▶ _PROBLEM DETAILS_
Copy every one of the records below word for word, keeping each line and every coordinate unchanged.
┌──
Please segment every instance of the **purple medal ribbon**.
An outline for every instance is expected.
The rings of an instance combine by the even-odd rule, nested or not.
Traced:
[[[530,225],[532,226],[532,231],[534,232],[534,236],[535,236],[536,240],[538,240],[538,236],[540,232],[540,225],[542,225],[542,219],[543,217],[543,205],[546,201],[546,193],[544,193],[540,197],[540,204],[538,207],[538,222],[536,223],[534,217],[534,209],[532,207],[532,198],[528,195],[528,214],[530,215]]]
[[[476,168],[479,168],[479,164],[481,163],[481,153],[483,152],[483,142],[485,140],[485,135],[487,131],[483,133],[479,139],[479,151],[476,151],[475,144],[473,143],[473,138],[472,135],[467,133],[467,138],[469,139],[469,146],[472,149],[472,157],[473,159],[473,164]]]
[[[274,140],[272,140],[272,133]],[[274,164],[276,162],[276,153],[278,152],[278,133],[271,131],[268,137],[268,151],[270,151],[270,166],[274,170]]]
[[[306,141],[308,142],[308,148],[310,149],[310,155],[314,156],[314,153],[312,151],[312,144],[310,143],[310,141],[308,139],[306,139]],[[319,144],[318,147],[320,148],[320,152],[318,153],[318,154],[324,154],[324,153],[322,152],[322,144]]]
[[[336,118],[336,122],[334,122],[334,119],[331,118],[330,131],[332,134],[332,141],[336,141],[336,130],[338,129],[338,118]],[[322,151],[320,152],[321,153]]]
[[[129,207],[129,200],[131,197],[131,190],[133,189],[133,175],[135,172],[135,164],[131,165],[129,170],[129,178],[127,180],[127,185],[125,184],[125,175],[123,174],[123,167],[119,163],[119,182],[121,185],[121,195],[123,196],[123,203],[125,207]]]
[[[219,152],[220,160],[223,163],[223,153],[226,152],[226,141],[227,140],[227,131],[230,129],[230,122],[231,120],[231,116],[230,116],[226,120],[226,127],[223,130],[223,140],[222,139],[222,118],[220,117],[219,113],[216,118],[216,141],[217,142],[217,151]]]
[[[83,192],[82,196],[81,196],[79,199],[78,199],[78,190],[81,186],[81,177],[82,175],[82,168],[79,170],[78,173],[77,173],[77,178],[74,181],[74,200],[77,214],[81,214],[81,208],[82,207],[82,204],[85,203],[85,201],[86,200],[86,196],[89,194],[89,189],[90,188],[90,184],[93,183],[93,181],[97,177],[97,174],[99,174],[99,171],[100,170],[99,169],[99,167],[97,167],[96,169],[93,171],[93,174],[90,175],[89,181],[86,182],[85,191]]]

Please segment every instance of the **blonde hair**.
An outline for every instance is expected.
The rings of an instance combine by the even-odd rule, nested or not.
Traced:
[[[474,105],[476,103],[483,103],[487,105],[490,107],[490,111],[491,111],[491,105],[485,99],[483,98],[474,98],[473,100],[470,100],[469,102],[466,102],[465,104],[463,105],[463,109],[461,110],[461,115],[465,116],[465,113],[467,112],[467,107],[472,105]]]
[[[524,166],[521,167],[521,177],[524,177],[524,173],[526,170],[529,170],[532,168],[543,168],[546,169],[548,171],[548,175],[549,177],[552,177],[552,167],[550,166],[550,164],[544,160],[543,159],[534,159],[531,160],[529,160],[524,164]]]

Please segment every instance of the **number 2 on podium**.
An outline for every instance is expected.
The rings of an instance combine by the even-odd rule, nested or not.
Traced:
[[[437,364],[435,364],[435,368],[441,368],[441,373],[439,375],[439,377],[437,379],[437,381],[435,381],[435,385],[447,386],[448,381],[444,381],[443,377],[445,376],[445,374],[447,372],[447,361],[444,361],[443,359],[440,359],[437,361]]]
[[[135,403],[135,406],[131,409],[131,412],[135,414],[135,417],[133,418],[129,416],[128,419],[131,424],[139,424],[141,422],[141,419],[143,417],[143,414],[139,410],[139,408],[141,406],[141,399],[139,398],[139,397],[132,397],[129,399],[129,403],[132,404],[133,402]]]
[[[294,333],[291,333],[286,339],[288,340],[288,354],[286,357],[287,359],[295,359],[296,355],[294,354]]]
└──
▶ _FINAL RESULT_
Please segment every instance of the **purple medal ribbon**.
An outline for every instance is expected.
The rings of an instance combine by the even-odd rule, nested or not.
Traced:
[[[530,225],[532,226],[532,231],[534,232],[534,236],[535,236],[536,240],[538,240],[538,236],[540,232],[540,225],[542,225],[542,219],[543,217],[543,205],[546,201],[546,193],[544,193],[540,197],[540,204],[538,207],[538,222],[536,223],[534,217],[534,209],[532,207],[532,198],[528,195],[528,214],[530,215]]]
[[[476,168],[479,168],[479,164],[481,163],[481,153],[483,152],[483,142],[485,140],[485,135],[487,131],[483,133],[479,139],[479,151],[476,151],[475,144],[473,143],[473,138],[472,135],[467,133],[467,138],[469,139],[469,146],[472,149],[472,157],[473,159],[473,164]]]
[[[274,140],[272,140],[272,133]],[[274,164],[276,162],[276,153],[278,152],[278,133],[271,131],[268,137],[268,151],[270,151],[270,166],[274,170]]]
[[[306,141],[308,142],[308,148],[310,149],[310,155],[314,156],[314,153],[312,151],[312,144],[310,143],[310,141],[308,139],[306,139]],[[319,144],[318,147],[320,148],[320,152],[318,153],[318,154],[324,154],[324,153],[322,152],[322,144]]]
[[[336,118],[336,122],[334,122],[334,119],[331,118],[330,131],[332,134],[332,141],[336,141],[336,130],[338,129],[338,118]],[[322,151],[320,152],[321,153]]]
[[[129,207],[129,200],[131,197],[131,190],[133,189],[133,175],[135,172],[135,164],[131,165],[129,170],[129,178],[127,180],[127,185],[125,184],[125,175],[123,174],[123,167],[119,163],[119,182],[121,185],[121,195],[123,196],[123,203],[125,207]]]
[[[219,152],[220,160],[223,163],[223,153],[226,152],[226,141],[227,140],[227,131],[230,129],[230,122],[231,120],[231,116],[230,116],[226,120],[226,127],[223,130],[223,140],[222,139],[222,118],[220,117],[219,113],[216,118],[216,141],[217,142],[217,151]]]
[[[83,192],[82,196],[81,196],[79,199],[78,199],[78,190],[81,186],[81,177],[82,175],[82,168],[79,170],[78,173],[77,173],[77,178],[74,181],[74,200],[77,214],[81,214],[81,208],[82,207],[82,204],[85,203],[85,201],[86,200],[86,196],[89,194],[89,189],[90,188],[90,184],[93,183],[93,181],[97,177],[97,174],[99,174],[99,171],[100,170],[99,169],[99,167],[97,167],[96,169],[93,171],[93,174],[90,175],[89,181],[86,182],[85,191]]]

Please segment every instance of the **blonde hair**.
An outline for every instance is expected.
The rings of an instance combine by the even-odd rule, nested or not.
Traced:
[[[474,105],[476,103],[483,103],[487,105],[490,107],[490,111],[491,111],[491,105],[485,99],[483,98],[474,98],[473,100],[470,100],[469,102],[466,102],[465,104],[463,105],[463,109],[461,110],[461,115],[465,116],[465,113],[467,112],[467,107],[472,105]]]
[[[524,166],[521,167],[521,177],[524,177],[524,173],[526,170],[529,170],[532,168],[543,168],[546,169],[548,171],[548,175],[549,177],[552,177],[552,167],[550,166],[550,164],[544,160],[543,159],[534,159],[531,160],[529,160],[524,164]]]

Please segment every instance of the **number 2 on podium**.
An outline for every instance is expected.
The rings of an instance combine by the even-odd rule, nested or not.
Traced:
[[[437,364],[435,364],[435,368],[441,368],[441,373],[439,375],[439,377],[437,379],[437,381],[435,381],[435,385],[447,386],[448,381],[444,381],[443,377],[445,376],[445,374],[447,372],[447,361],[444,361],[443,359],[440,359],[437,361]]]
[[[135,403],[135,406],[131,409],[131,412],[135,414],[135,417],[133,418],[129,416],[128,419],[131,424],[139,424],[141,422],[141,419],[143,417],[143,414],[139,410],[139,408],[141,406],[141,399],[139,398],[139,397],[132,397],[129,399],[129,403],[132,404],[133,402]]]
[[[294,333],[291,333],[286,339],[288,340],[288,354],[286,357],[287,359],[295,359],[296,355],[294,354]]]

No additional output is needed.